WHAT THIS TASK INVOLVES:
Could you repeat all of the entries exactly, leaving out any pictures?

GIVEN ENTRIES:
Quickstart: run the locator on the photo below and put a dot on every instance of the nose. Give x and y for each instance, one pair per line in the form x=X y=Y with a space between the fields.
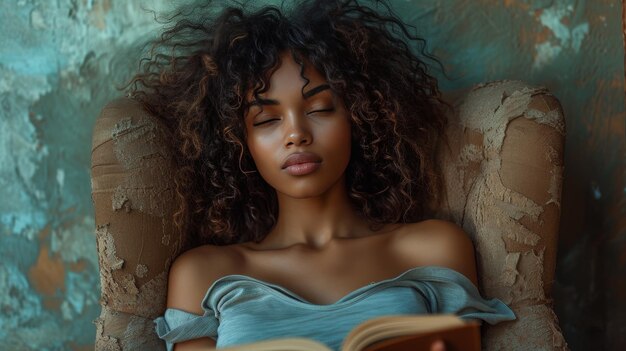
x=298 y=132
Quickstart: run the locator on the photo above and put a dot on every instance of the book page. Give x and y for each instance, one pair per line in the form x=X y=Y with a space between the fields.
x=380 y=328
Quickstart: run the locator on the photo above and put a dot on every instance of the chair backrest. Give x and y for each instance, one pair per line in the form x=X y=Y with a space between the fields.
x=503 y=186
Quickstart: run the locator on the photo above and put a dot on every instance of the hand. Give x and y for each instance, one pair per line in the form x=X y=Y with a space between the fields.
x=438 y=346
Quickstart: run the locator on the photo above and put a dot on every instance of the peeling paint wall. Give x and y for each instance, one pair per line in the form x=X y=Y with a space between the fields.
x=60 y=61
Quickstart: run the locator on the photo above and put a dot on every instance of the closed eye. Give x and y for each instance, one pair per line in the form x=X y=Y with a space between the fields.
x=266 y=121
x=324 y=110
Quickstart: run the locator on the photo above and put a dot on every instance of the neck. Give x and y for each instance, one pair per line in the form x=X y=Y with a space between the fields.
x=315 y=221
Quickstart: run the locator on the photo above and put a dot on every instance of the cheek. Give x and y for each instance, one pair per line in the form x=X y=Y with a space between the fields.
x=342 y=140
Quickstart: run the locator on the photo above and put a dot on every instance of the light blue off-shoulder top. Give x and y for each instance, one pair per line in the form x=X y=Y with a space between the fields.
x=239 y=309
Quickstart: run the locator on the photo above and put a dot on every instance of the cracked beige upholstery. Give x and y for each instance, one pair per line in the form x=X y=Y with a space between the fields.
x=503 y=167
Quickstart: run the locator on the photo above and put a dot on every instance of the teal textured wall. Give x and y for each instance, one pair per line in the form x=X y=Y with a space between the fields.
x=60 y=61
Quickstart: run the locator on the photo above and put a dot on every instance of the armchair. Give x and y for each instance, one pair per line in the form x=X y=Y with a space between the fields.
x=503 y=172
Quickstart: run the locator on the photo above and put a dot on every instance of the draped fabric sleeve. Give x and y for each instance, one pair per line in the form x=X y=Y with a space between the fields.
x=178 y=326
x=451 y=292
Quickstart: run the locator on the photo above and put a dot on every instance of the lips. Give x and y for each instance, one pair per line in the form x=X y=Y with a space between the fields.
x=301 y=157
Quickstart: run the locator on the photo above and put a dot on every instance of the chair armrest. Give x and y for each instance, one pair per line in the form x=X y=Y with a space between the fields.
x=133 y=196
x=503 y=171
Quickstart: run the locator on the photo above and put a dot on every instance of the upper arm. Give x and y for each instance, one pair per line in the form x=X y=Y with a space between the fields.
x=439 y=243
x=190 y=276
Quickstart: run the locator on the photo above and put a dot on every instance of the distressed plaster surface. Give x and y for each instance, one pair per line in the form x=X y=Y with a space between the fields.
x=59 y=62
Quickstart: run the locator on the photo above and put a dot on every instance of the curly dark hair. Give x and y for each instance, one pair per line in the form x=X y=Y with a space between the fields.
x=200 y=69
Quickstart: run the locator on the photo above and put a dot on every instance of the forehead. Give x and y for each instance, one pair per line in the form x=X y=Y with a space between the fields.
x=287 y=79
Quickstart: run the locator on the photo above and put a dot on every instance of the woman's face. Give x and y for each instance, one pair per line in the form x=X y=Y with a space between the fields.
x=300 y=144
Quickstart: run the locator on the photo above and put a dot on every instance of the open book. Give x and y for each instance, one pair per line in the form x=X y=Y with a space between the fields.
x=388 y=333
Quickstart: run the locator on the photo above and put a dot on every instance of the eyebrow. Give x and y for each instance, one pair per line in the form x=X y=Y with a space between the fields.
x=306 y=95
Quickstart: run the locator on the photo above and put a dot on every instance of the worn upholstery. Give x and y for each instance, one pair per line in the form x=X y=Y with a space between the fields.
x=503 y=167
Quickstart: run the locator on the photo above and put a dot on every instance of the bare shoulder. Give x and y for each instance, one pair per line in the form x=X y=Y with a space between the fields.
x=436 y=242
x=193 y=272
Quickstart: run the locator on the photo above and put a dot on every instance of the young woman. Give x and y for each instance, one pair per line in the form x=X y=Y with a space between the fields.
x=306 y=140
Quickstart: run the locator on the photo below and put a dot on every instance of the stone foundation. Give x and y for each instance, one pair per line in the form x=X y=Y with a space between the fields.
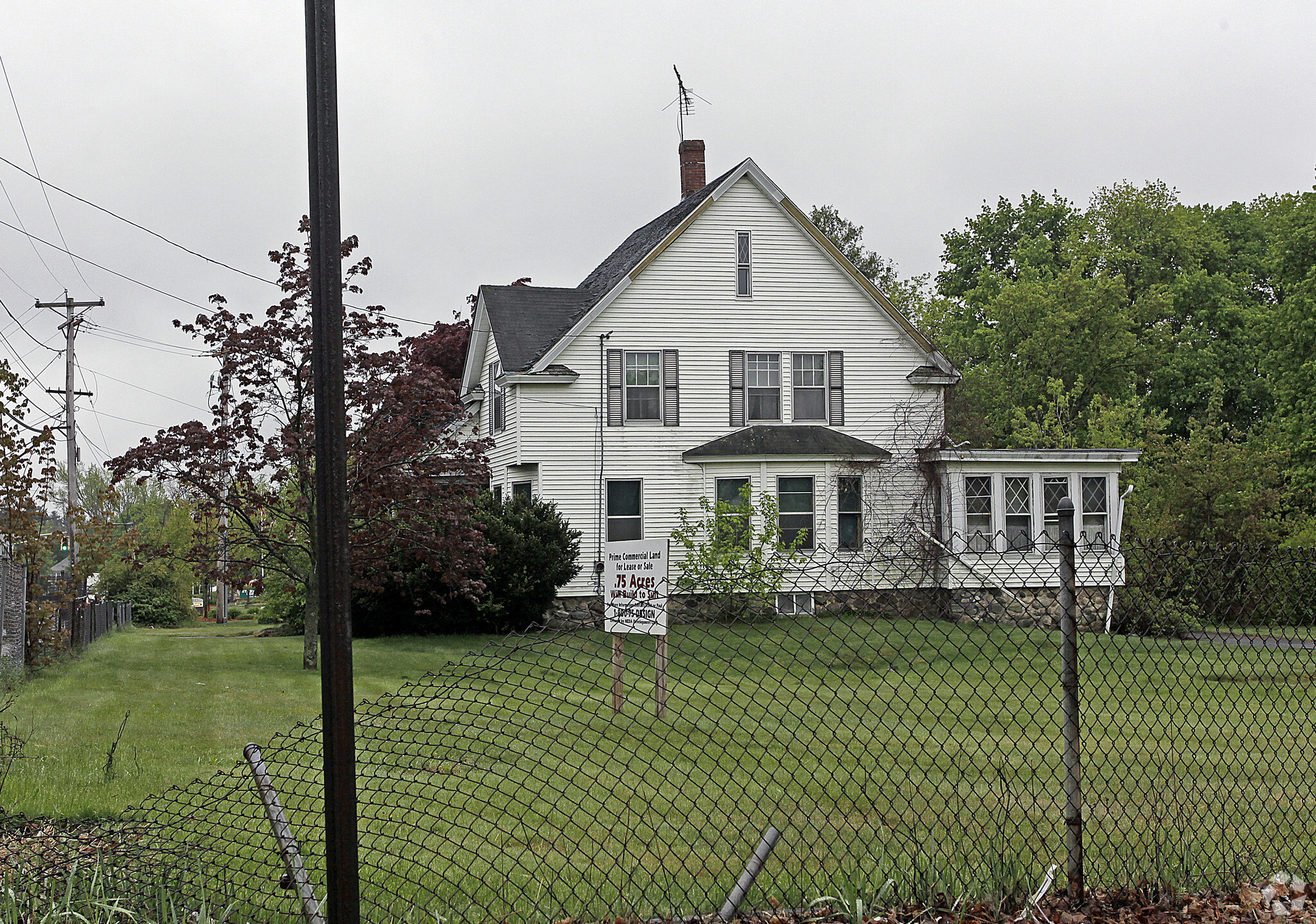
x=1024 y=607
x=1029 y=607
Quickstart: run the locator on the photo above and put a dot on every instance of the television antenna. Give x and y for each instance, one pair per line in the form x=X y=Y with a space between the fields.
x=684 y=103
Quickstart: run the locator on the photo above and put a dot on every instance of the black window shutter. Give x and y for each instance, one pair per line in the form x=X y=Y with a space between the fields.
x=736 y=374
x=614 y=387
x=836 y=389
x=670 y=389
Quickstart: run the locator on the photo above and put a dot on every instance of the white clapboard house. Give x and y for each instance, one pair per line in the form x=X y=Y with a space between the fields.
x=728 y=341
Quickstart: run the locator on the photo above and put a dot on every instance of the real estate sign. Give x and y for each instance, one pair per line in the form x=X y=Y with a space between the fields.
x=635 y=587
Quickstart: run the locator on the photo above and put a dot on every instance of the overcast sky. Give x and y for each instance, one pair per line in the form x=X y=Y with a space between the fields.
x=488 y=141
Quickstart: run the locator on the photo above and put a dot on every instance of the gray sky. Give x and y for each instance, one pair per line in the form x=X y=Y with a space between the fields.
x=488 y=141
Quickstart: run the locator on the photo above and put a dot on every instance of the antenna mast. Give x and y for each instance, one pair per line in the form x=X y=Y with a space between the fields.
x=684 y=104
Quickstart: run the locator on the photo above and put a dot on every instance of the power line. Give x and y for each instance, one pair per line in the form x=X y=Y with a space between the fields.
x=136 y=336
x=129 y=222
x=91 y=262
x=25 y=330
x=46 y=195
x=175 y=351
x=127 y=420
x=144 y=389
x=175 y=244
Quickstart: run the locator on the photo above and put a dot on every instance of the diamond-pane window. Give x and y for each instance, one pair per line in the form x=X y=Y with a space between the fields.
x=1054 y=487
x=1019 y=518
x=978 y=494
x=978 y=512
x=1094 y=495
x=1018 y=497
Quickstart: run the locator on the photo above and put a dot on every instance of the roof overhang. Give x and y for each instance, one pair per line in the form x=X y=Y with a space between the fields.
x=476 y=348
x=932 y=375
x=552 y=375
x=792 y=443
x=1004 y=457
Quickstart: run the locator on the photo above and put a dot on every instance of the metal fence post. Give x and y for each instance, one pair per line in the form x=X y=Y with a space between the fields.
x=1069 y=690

TASK ANSWER:
Quickstart: run the locator on the photo below and put a dot on every instance of the nose. Give x and y for each instance, one pair per line in the form x=X y=Y with a space between the fields.
x=298 y=132
Quickstart: run the locator on the photo above and put a dot on every instance of the book page. Give x and y for each instance, one pair per line in the form x=X y=Y with a space between the fields.
x=380 y=328
Quickstart: run the locator on the photo above and put a dot on every instance of the chair backrest. Give x and y for each instance, one pair per line in the form x=X y=Y with a space between the fields.
x=503 y=186
Quickstart: run the locator on the photo above and put a dot on every instance of the hand. Give x and y for each instance, one pair per line in the form x=X y=Y with a space between the fields.
x=438 y=346
Quickstart: run the locator on the photo above and put a dot on every instance of the peeling paint wall. Give x and y for each instance, one pair per line in the form x=X y=Y with a space between the fields.
x=60 y=61
Quickstart: run the locator on the photo above and put a dot on every instance of the closed eye. Give x and y for each instance, one pair per line in the form x=X y=Y with a space between the fields.
x=266 y=121
x=324 y=110
Quickstart: run the locator on the photo above and put a dot on every instance of the neck. Give x and y for each instance, one pair per line in the form x=X y=Y with a space between the fields.
x=315 y=221
Quickstart: run the locator on the photo above and put a dot on every instance of the cheek. Give x and y for each instance, one pair per line in the form x=X y=Y with a space between the fields.
x=342 y=140
Quickstart: run the locator on the photo above and put a dot on every instance of the light blue off-shoulder top. Give x and y for each instance, one pair per line in the form x=X y=Y with a space between the fields.
x=239 y=309
Quickstart: run the locator on the photo above and put a dot on every instance of the cracked beige upholstery. Give x and y for each instance, one pair per line in the form x=X y=Y with a space between the fields.
x=503 y=167
Quickstart: run the locator on the photo above and put a dot on every instance of the teal textured wall. Give x and y for each instance, one pair per line in the form x=X y=Y with a space between the fields.
x=60 y=61
Quickstart: run the locator on the photo above and put a dot on every instance of the armchair. Give x and y for each instance, one pair per line in the form x=X y=Y with a space between the fields.
x=503 y=172
Quickstart: run the locator on the photo above and put a dot on every instance of the draped fabric sleeve. Give x and y for each instance, one pair per line in the form x=X y=Y with a space between the fields.
x=178 y=326
x=451 y=292
Quickstart: run the locator on the photo above and put a dot on every instance of the lips. Give x and y for each instance, one pair per line in the form x=X y=Y with a space between the fields.
x=301 y=157
Quickstart: run the locator on the photo above and put a dot on every instance of the chair armrest. Give x and y for each instance, one pair per line in the form x=X y=Y with a space between the fields.
x=133 y=196
x=503 y=171
Quickstart: run the locator on the photo above and put a dot on every instance of the upper arm. Give x and y for each instance, one pair per line in the form x=X y=Y with a space between the fields.
x=439 y=243
x=190 y=276
Quickstart: run the locator on the photo above and put a dot on every instance of the distressed plaster surface. Give x and y for each instance, one pair per line in the form x=X y=Y with a space between the fields.
x=59 y=62
Quickstart: run the locator on the photo above and put a dot on every instance of the curly dark hair. Give x and y for each instance, one pair per line in the form x=X y=Y with a space between the fields.
x=200 y=69
Quickstart: run the locator on the photo above and put a dot on every instance of the forehead. Give x and y for each instance, one pair per line in the form x=X y=Y with a space between the fields.
x=287 y=79
Quickstart: run the locator on the photo above and put a dot on every instance of the woman's face. Give x and y for each instance, one pair per line in the form x=X y=Y with a space between the fields.
x=300 y=144
Quickstart: run the locator on the photo above and put a dot on every instance of the open book. Give x and y for each instance, one pair per line in the form x=X y=Y with a space between the fields.
x=388 y=333
Quickstart: run the locator on the photo above and put a dot on every instance of the eyebrow. Give x and y for each instance, one pair per line in the form x=X y=Y with a space between the fields.
x=306 y=95
Quickstart: run the locator on the photo above and put a dot on every instance of the worn upholstery. Give x and y for each instance, one pair per line in the form x=X y=Y with a space between the fields.
x=503 y=167
Quickstart: run the locator on the photo above and put a dot on every instance of the bare shoulder. Give x and y for each instance, one pair per line in the form x=X y=Y with a space between the fields.
x=436 y=242
x=193 y=272
Quickstart: run the locator on the photo above and put a dot on every instance of the young woman. Give x and y for each instance, one pair per line in the form x=X y=Y with a space between the fields.
x=306 y=140
Quickstart: run the locator on the photo below and put a dot on every instance of the stone foundation. Give x and y for each instance, one pair per line in the form x=X y=Y with a space between the fields.
x=1024 y=607
x=1029 y=607
Quickstart: run the locator on the photo above and put a dot on every instance of the television antenna. Give x and y for each instance, one pair per line in the form x=X y=Y with a space between the fields.
x=684 y=103
Quickstart: run the locator on the photo above and put a dot on every instance of the black window shutter. Give x and y for each instance, one pair per line in the form x=X y=Y with a space between the fields.
x=736 y=374
x=614 y=387
x=836 y=389
x=670 y=389
Quickstart: run the locator on the photo above and put a dot on every instance of the white clapboard house. Give x and y for each instance, one pair per line in the form x=X y=Y with a space between the fields.
x=728 y=341
Quickstart: run the locator on the photo above and put a dot on every instance of the real estate sign. Give x and y for each instance, one pair per line in the form x=X y=Y with a space between the fields.
x=635 y=587
Quickstart: run the locator on the photo above and put a dot on every instance of the overcast sky. Give x and y for each instance, one pair per line in the form x=X y=Y with a space between the fields.
x=488 y=141
Quickstart: run the locator on the photo above and put a dot on every instance of the gray sky. Give x and y for each instance, one pair per line in the form x=X y=Y with a space between the fields.
x=488 y=141
Quickstart: run the locator on the photo above and put a dot on every instance of the antenna mast. Give x and y for each instance, one pair per line in the form x=X y=Y with a space between the fields.
x=684 y=104
Quickstart: run the locator on the photo above and put a dot on every instance of the power line. Give x and y for each instance, one pair per line in the form x=X y=Y with a space between the fields.
x=136 y=336
x=129 y=222
x=91 y=262
x=25 y=330
x=46 y=195
x=175 y=351
x=127 y=420
x=144 y=389
x=175 y=244
Quickstart: run the locator on the photo above and put a dot on every instance of the diamond-pane window. Give x and y for each instance, one pair per line in the form x=X y=Y with a space between the fields.
x=1054 y=487
x=1019 y=518
x=978 y=494
x=978 y=512
x=1094 y=495
x=1018 y=497
Quickstart: run the locator on the photo above and put a dot on every instance of the roof overhang. Give x and y for each instance, one pair per line in the form x=X y=Y with a space between the fields.
x=476 y=348
x=932 y=375
x=552 y=375
x=792 y=443
x=1004 y=457
Quickstart: run the locator on the photo above and put a dot on every instance of the metal fence post. Give x and y for each instance, one pair per line in the form x=X y=Y with a space between the fields.
x=1069 y=690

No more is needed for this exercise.